**Extracted text**
----

In this study, each sample represents a unique high-performance concrete mix design, and the nonlinear mapping between the eight-dimensional input variables and compressive strength output defines a high-dimensional, non-convex search space. This space lacks gradient information and contains numerous local optima, often metaphorically referred to as an “inhospitable environment.” Both IVYA and PSO are applied to this space to search for the optimal parameters of the neural network.

Specifically, each individual in the population represents a set of initial weights and biases for the BP neural network, which are encoded as real-valued vectors. The optimization algorithm’s goal is to minimize the model’s prediction error on the training or validation set. By initializing the BP neural network with the weights corresponding to each individual, the network is trained on the normalized high-performance concrete dataset, and its performance on the test set is evaluated to assess the fitness of each individual. In this manner, the dynamic search process of swarm intelligence is directly applied to the optimization of the concrete strength prediction parameters.

----

**Point annotation records**
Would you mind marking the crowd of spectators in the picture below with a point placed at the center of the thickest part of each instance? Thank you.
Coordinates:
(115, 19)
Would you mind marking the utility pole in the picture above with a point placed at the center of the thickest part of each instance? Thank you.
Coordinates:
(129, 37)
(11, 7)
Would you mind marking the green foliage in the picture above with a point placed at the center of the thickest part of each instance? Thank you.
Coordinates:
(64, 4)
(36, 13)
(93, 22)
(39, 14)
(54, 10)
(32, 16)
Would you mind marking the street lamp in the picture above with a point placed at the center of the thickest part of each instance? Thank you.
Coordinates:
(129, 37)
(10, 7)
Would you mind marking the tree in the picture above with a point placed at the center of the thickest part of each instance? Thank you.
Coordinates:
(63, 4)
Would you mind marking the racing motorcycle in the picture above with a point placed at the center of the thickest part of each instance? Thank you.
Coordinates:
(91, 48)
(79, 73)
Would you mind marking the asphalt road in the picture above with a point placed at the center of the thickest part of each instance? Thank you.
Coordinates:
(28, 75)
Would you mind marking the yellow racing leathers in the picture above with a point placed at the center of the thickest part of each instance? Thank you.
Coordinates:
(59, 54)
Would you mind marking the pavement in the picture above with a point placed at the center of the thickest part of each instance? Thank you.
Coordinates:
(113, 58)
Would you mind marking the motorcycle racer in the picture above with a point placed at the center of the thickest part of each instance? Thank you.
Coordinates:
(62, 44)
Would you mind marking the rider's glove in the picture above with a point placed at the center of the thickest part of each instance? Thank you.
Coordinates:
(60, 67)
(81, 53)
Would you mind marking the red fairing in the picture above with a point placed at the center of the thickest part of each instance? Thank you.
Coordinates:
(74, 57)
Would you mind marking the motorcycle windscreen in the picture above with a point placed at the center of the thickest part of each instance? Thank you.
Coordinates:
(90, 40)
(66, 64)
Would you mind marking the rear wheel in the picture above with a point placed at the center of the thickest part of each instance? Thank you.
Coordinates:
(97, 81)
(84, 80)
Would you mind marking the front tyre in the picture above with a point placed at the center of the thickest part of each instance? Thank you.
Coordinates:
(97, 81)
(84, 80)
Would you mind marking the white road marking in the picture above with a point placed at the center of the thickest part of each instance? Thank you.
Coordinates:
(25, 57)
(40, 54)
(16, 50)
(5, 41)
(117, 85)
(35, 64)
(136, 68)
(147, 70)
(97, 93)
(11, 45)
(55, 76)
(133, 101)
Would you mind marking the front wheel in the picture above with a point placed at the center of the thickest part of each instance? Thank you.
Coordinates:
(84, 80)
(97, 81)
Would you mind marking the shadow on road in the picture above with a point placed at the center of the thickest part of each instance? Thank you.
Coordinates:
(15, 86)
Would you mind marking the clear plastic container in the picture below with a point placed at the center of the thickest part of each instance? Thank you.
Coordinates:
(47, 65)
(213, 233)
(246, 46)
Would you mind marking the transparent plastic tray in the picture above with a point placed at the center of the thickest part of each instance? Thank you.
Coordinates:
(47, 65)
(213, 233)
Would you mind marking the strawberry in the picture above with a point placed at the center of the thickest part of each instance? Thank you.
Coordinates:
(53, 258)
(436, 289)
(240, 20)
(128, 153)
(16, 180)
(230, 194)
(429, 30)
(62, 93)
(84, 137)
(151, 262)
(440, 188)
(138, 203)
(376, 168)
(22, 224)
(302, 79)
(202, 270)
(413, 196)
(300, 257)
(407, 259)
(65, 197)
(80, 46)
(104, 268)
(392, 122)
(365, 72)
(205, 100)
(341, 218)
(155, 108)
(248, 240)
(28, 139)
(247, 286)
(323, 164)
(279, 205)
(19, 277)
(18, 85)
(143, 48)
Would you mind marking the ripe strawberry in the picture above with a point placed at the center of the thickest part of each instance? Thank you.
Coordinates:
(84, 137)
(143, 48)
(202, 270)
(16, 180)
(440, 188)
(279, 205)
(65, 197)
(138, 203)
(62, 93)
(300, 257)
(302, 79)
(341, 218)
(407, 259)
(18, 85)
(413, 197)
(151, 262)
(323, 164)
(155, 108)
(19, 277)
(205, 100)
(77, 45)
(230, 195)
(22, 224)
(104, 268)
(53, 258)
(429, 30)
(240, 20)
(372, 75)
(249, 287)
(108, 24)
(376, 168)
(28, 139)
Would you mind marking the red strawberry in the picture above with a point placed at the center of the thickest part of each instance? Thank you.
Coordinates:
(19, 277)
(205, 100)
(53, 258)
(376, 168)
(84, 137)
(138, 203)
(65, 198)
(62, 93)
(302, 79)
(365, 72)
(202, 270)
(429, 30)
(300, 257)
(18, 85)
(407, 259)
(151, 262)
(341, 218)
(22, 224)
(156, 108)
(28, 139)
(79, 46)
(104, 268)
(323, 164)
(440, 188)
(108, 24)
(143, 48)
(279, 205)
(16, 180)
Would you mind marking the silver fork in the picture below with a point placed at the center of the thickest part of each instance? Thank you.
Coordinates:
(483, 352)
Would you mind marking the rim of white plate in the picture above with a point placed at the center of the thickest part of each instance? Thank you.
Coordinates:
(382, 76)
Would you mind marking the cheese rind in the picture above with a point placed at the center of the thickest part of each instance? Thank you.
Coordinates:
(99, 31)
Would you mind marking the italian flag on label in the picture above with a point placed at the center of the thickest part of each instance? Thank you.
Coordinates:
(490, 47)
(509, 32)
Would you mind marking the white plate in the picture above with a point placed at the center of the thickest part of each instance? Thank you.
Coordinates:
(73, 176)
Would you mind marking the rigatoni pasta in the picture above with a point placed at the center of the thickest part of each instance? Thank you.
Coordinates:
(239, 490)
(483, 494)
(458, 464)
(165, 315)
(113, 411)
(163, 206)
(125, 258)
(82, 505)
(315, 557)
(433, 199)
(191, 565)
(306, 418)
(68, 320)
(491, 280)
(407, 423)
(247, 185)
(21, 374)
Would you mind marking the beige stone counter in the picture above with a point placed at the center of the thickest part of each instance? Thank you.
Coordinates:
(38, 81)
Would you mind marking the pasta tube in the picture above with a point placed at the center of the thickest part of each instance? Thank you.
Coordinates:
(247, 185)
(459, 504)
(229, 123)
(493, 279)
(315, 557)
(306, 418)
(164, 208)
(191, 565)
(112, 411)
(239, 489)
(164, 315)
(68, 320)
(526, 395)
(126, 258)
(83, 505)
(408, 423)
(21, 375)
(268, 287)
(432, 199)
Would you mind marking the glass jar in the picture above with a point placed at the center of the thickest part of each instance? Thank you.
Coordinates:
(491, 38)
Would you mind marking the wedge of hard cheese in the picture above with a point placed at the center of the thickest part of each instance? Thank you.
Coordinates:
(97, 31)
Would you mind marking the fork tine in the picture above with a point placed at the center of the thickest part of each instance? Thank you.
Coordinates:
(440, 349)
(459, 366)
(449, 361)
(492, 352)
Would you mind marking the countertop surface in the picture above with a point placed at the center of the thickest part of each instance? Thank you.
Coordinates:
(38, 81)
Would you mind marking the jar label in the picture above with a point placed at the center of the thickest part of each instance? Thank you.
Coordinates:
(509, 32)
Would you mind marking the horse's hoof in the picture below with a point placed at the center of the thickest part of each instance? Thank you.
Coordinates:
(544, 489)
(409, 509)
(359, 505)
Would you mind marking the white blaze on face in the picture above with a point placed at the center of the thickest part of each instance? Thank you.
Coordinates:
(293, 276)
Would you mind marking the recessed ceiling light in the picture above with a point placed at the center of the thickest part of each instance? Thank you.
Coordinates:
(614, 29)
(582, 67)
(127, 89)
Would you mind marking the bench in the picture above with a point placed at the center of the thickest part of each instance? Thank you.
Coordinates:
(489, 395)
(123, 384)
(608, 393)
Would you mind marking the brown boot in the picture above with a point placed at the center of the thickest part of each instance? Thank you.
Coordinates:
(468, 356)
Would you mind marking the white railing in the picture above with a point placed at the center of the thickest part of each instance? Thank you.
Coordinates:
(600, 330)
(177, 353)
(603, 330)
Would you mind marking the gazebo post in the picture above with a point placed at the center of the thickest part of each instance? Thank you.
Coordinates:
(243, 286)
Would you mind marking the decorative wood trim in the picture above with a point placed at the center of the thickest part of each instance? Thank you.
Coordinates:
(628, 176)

----

**Set of tasks**
**a)** In the passage on concrete strength prediction, print everything from "In this study, each" down to "the neural network.".
**b)** Name every abbreviation that appears in the passage on concrete strength prediction.

**Results**
**a)**
In this study, each sample represents a unique high-performance concrete mix design, and the nonlinear mapping between the eight-dimensional input variables and compressive strength output defines a high-dimensional, non-convex search space. This space lacks gradient information and contains numerous local optima, often metaphorically referred to as an “inhospitable environment.” Both IVYA and PSO are applied to this space to search for the optimal parameters of the neural network.

**b)** IVYA, PSO, BP